Rewrite the items starting at the very beginning and ending at the line containing "point(323, 263)", swapping "marker" for "pin" and changing nothing else. Leave the pictures out of your answer.

[Start]

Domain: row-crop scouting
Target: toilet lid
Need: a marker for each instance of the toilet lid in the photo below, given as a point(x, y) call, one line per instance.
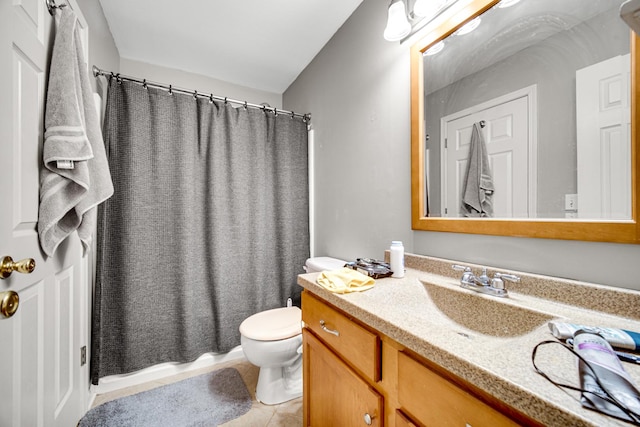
point(272, 325)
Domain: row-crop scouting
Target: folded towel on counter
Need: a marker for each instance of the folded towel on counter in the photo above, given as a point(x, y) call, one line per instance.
point(344, 280)
point(75, 177)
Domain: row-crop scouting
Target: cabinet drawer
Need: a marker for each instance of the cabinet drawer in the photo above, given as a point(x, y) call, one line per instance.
point(357, 345)
point(435, 401)
point(403, 421)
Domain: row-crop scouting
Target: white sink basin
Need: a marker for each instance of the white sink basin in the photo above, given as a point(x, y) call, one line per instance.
point(485, 314)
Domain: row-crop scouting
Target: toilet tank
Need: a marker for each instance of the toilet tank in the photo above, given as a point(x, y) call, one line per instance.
point(323, 263)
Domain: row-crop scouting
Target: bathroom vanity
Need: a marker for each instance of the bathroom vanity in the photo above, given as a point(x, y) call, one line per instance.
point(421, 351)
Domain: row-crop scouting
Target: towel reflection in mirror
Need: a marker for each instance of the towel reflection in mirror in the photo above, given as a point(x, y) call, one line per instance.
point(477, 186)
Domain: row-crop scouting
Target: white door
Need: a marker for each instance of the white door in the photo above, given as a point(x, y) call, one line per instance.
point(40, 353)
point(603, 120)
point(509, 143)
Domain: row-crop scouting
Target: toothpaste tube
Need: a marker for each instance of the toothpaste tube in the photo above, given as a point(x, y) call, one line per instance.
point(606, 386)
point(618, 338)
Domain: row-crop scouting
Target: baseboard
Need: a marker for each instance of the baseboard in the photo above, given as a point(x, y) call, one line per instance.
point(158, 372)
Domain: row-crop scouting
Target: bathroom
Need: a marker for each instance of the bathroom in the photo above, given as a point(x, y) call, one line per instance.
point(358, 90)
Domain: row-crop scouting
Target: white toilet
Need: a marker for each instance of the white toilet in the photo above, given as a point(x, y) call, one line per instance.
point(272, 340)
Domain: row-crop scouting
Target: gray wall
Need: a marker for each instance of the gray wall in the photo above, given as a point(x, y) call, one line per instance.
point(357, 89)
point(103, 52)
point(192, 81)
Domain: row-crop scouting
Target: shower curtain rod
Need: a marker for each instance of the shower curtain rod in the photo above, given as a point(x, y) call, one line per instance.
point(98, 72)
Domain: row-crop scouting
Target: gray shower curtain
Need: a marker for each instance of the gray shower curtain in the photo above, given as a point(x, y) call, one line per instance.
point(208, 224)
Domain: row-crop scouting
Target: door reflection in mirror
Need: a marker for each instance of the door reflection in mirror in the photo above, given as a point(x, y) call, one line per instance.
point(570, 135)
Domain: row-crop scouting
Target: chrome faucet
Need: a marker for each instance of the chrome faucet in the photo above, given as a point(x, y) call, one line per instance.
point(483, 283)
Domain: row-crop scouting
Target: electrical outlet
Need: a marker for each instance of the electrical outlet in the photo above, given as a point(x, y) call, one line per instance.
point(571, 202)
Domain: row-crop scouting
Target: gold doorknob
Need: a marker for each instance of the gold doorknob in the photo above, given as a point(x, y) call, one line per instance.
point(9, 302)
point(8, 266)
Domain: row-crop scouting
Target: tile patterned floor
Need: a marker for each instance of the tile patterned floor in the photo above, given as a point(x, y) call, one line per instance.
point(288, 414)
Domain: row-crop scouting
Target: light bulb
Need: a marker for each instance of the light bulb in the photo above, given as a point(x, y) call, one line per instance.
point(398, 25)
point(427, 8)
point(507, 3)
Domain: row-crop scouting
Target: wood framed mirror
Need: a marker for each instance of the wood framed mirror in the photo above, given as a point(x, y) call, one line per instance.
point(620, 229)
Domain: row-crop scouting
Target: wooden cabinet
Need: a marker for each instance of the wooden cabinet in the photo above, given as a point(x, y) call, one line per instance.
point(334, 395)
point(435, 401)
point(340, 361)
point(356, 376)
point(355, 344)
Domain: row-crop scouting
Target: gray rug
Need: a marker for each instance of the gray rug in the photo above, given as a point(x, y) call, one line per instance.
point(205, 400)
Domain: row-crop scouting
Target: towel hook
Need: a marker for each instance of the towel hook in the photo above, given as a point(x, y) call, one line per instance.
point(52, 6)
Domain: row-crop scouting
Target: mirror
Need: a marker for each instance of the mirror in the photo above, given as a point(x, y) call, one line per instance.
point(530, 77)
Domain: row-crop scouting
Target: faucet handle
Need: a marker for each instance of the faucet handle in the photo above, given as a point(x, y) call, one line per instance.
point(467, 276)
point(498, 283)
point(509, 277)
point(459, 267)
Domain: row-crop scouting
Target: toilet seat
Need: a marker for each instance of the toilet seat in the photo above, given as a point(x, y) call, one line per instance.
point(273, 325)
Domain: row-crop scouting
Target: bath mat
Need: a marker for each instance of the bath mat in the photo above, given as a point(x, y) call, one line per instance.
point(205, 400)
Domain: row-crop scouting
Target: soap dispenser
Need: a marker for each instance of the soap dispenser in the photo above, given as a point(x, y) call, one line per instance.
point(397, 259)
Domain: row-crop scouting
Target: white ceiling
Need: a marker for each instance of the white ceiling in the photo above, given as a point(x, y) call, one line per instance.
point(261, 44)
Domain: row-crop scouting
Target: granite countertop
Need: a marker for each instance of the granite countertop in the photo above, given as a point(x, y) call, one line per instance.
point(490, 345)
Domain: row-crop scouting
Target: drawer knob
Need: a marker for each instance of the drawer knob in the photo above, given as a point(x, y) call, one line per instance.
point(331, 331)
point(368, 419)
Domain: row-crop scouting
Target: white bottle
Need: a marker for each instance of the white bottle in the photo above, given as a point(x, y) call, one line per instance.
point(397, 259)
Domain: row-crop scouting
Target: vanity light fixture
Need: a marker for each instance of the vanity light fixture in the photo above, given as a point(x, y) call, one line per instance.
point(507, 3)
point(398, 25)
point(427, 8)
point(436, 48)
point(468, 27)
point(401, 22)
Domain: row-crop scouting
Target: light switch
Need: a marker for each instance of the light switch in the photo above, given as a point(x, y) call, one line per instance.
point(571, 202)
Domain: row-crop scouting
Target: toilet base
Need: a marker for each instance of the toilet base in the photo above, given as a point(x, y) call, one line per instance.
point(280, 384)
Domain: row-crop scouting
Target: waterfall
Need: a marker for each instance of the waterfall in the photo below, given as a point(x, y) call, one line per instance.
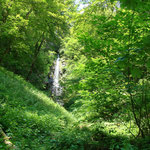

[End]

§ Answer for this exercise:
Domain: row-crop scouting
Target: toilet lid
Need: a pin for each instance of the toilet lid in the photo below, given as a point(x, y) call, one line per instance.
point(272, 325)
Domain: row-crop scouting
Target: folded towel on counter
Need: a pin for each instance of the folded towel on counter in the photo above, given as a point(x, y) call, one line per instance.
point(344, 280)
point(75, 177)
Domain: row-crop scouting
Target: cabinet drawer
Need: a pin for each instance of the cabinet drawer in the photo above, given as a point(x, y) call, one line per instance.
point(357, 345)
point(435, 401)
point(403, 421)
Domain: row-crop scouting
Target: white sink basin
Need: a pin for each instance of the white sink basin in the photo above, given as a point(x, y) call, one line per instance.
point(485, 314)
Domain: row-crop scouting
Target: toilet tank
Need: a pin for each instance of the toilet tank in the photo above, given as a point(x, y) call, one line per instance.
point(323, 263)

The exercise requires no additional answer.